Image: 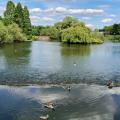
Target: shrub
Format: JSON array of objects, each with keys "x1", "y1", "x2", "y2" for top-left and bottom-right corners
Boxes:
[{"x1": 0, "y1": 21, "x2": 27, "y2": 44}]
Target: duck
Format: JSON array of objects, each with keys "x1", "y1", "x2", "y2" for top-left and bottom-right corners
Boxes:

···

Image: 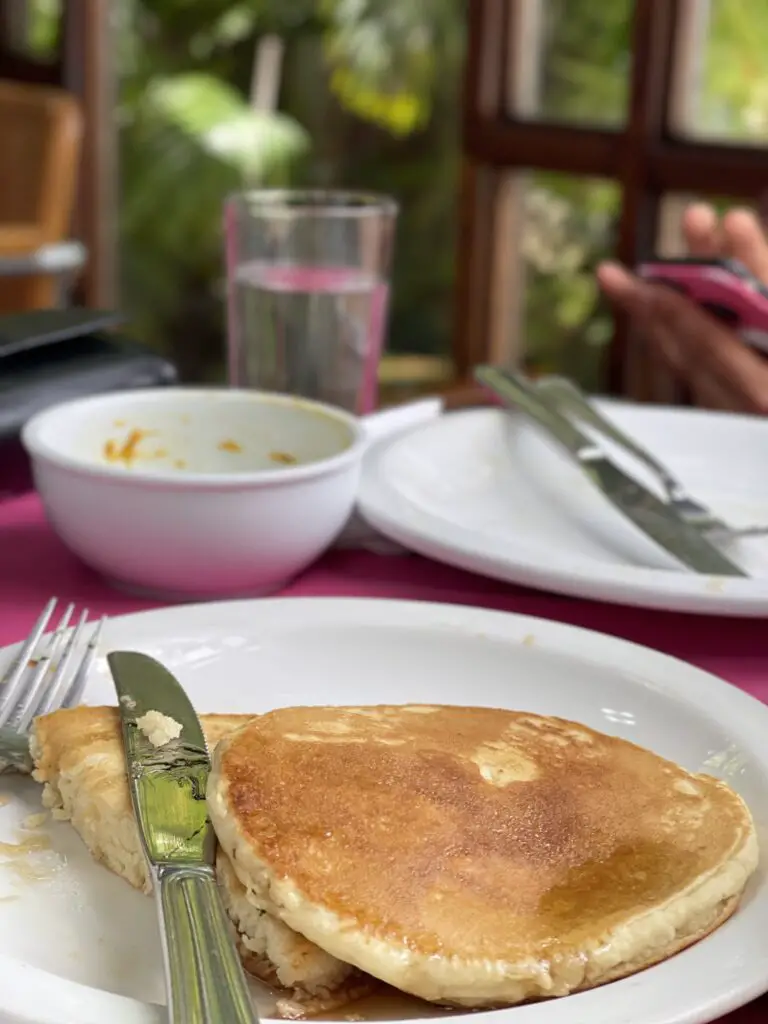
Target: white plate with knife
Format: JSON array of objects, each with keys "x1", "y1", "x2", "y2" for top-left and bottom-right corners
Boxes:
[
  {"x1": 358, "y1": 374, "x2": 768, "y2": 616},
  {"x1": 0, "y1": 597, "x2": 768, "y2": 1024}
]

···

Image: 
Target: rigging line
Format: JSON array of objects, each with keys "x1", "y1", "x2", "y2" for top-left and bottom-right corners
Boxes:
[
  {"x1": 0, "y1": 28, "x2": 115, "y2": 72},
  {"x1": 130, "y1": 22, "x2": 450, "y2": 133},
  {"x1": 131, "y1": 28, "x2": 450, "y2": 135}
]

···

Which lines above carry the string "Target"? Copy those lines.

Target: shrub
Target: duck
Target: white plate with knife
Target: rigging line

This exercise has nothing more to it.